# What the exercise asks
Begin with the line that contains "Each instance receives one point. Mark the row" and transcribe each line after it, up to and including the last line of the listing below.

# Data for processing

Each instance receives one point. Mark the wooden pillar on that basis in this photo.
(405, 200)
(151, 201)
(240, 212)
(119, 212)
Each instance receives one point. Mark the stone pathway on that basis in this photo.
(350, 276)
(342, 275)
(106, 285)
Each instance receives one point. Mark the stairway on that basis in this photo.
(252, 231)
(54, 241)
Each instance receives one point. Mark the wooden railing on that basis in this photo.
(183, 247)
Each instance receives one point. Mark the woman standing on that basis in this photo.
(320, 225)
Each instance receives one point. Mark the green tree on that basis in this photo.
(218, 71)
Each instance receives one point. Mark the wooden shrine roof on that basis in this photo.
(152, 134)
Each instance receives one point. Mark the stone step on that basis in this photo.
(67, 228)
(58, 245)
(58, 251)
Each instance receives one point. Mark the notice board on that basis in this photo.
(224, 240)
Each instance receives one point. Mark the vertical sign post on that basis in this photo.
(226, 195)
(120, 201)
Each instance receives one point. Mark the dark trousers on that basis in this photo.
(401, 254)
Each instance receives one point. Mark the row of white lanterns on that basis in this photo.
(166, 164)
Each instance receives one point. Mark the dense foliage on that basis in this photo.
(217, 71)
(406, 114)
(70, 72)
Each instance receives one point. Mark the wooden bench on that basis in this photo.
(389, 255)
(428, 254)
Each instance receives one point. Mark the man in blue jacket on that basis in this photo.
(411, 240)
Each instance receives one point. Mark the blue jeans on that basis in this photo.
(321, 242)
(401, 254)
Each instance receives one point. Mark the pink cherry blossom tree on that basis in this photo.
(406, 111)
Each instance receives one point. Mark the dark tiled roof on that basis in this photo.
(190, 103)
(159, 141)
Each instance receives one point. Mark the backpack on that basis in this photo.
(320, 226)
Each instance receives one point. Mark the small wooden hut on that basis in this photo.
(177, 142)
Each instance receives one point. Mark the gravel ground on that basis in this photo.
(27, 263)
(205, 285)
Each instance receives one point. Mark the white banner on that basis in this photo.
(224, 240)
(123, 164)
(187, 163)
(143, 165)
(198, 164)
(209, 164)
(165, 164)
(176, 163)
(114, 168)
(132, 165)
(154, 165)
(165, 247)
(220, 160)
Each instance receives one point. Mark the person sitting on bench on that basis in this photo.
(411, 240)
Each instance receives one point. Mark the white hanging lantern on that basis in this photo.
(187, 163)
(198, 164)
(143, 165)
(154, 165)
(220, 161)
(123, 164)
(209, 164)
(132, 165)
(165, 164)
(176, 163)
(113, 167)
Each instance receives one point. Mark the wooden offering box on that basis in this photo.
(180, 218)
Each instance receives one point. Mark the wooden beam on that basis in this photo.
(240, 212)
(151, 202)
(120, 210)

# Full response
Each instance receives one point. Mark the row of white lanterns on that basis in this photo.
(166, 164)
Each instance receives one point. Mark the dense foliage on that basis in this photo.
(217, 71)
(406, 114)
(70, 72)
Each instance receives one point. Mark the wooden bench on that basis in this photo.
(389, 255)
(428, 254)
Each instance receives one point. Mark the man in blue jacket on that basis in this photo.
(411, 240)
Each instance receives one point. Mark the blue jeans on that basis in this photo.
(321, 242)
(401, 254)
Each instance receives one point. Mark the pink cherry blossom tree on that basis in this photo.
(406, 111)
Each instance receives one point. Mark the dark tiled roof on that basis in this photo.
(190, 103)
(159, 141)
Each instance receives one point. Mark the backpack on that basis in this photo.
(320, 226)
Each instance receives one point. Mark the small wooden hut on that basis in this photo.
(177, 142)
Each instance receives one point. Mark the gravel ground on that basis in this photo.
(27, 263)
(205, 285)
Each instance receives one point. Mark the white banner on that basis in this photo.
(224, 240)
(123, 164)
(187, 163)
(143, 165)
(198, 164)
(209, 164)
(165, 164)
(176, 163)
(114, 168)
(132, 165)
(154, 165)
(165, 247)
(220, 160)
Each instance receives one point. Mark the person sitting on bench on that basis in this photo.
(411, 240)
Each instance receives one point. Mark the white hanging lantern on that basis in this photo.
(187, 163)
(198, 164)
(143, 165)
(154, 165)
(220, 161)
(123, 164)
(209, 164)
(132, 165)
(165, 164)
(176, 163)
(113, 167)
Each instance receives one point. Mark the wooden offering box on that basis in this photo.
(180, 218)
Each instance receives one point. Mark the wooden beam on that basis in this photo.
(240, 212)
(151, 202)
(120, 210)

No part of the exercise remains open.